+++ GIVEN INFORMATION

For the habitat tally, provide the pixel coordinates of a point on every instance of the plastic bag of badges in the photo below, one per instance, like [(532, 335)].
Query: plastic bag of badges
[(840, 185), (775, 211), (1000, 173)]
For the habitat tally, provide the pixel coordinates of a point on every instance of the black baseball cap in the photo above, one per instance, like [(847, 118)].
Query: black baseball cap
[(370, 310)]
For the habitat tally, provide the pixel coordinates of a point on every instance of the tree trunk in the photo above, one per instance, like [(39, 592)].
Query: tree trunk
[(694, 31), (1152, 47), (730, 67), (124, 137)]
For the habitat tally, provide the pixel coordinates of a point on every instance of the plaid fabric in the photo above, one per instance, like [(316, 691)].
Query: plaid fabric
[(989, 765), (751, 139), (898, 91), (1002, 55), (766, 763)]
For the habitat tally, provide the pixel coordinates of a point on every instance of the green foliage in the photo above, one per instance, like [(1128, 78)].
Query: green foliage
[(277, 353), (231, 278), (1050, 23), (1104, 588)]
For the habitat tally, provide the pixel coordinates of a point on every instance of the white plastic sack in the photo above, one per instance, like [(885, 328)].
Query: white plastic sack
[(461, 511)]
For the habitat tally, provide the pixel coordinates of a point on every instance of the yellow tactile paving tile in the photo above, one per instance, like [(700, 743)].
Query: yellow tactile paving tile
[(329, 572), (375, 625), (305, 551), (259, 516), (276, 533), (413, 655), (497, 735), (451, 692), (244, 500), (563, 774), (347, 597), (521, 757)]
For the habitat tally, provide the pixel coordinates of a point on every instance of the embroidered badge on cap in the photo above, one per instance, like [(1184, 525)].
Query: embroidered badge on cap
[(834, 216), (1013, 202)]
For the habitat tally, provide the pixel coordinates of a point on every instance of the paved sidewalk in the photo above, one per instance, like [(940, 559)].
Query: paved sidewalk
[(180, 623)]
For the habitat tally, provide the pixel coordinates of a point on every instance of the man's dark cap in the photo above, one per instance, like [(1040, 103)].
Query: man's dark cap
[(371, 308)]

++++++

- **GOAL**
Rewrite the lines from the one containing "like [(1040, 103)]." through the end of the records, replacing "dark" with "black" and leaving everything else unchanged.

- **WRITTEN SOLUTION**
For the habitat tally, provide the pixel coordinates of a point on every instance of the man's black cap in the photo above, one per instance, like [(1040, 103)].
Query: man's black cap
[(371, 308)]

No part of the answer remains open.